» What you should do
Extract all of the entries and give them again, word for word.

» Items
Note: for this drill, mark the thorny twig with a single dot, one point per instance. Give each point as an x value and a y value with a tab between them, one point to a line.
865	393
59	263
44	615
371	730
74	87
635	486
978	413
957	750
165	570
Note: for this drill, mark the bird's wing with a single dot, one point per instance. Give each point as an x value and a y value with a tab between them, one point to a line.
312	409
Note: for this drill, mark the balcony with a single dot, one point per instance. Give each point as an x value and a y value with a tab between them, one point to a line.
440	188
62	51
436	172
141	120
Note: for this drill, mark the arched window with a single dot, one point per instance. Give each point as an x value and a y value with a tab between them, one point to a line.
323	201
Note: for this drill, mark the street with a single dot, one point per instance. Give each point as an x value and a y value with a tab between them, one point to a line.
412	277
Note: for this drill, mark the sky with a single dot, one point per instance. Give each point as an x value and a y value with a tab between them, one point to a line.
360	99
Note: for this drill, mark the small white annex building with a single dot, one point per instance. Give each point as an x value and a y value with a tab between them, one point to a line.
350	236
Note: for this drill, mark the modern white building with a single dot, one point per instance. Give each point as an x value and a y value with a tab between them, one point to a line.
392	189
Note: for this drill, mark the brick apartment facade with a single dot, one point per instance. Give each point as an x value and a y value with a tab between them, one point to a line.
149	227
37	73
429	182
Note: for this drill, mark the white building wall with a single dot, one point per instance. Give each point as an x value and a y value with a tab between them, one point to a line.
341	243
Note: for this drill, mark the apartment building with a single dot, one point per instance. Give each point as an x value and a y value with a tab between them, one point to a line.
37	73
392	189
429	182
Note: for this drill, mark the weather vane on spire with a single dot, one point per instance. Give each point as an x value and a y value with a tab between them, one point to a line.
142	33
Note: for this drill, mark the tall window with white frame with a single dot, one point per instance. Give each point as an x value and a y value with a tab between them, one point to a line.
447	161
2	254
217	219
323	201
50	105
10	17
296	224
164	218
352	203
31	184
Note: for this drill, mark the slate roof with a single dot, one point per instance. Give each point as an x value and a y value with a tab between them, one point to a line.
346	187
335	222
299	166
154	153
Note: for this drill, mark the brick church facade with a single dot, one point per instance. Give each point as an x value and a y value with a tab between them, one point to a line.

» Solution for this problem
Note: for this drill, mark the thorny twig with a single dot, one point per instance. Give each point as an x value and a y value with a tab between them, one point to a line.
865	393
59	263
44	615
371	730
74	87
635	486
978	413
957	750
165	570
Note: for this drill, mark the bird's wing with a single dot, one point per instance. Give each point as an x value and a y value with a tab between them, one point to a line.
312	409
Note: for this drill, mark the balcony with a single dot, one point per instance. Give each point as an x value and a y value with a tab between them, one point to a line.
440	188
62	51
436	172
141	120
Note: for this drill, mark the arched window with a single dot, one point per instance. Give each point as an x value and a y value with a tab between them, one point to a line.
323	201
Note: for this drill, mark the street with a single dot, one point per instance. Give each point as an x value and a y value with a tab between them, one point to a line.
412	277
Note: for this drill, mark the sky with a single dot, one point per instance. Give each point as an x value and a y value with a tab between them, one point to a line.
360	99
Note: for this drill, mark the small white annex building with a single dot, one point per instance. Give each point as an x value and a y value with a tab between them, one point to a line.
350	236
Note: for this drill, mark the modern white building with a single dot, one point per instance. Give each point as an x value and a y value with a tab between them, one point to a line.
392	189
Note: for this drill, mark the brick apartment facade with a single dot, one point per instance. Give each point as an x value and a y value with a tab between them, one point to a line.
149	227
37	73
429	182
Note: for this drill, mark the white building wall with a single dot, one point per instance. Give each point as an x value and a y value with a tab between them, one point to a line.
341	243
Note: for this drill, mark the apartment building with a single dot, one point per instance. Give each point as an x value and a y value with a tab between them, one point to a line.
37	73
392	189
429	182
Note: for this drill, mark the weather vane on spire with a single dot, one point per instance. Give each point as an x value and a y value with a tab between them, one point to a line.
142	33
Note: for this drill, mark the tall window with white frame with a single dot, one point per instance. Give each point as an x value and a y value with a tab between them, one point to a line.
447	161
2	254
217	219
323	201
50	105
10	17
296	224
164	218
352	203
31	184
Note: for this drill, mark the slate roof with a single dot, one point per instance. Give each point as an x value and a y value with a tab between them, one point to a line.
346	187
335	222
299	166
154	153
Note: for this drill, mark the brick church facade with a single dot, one point per instance. Give each point as an x value and a y value with a tab between them, one point to a line.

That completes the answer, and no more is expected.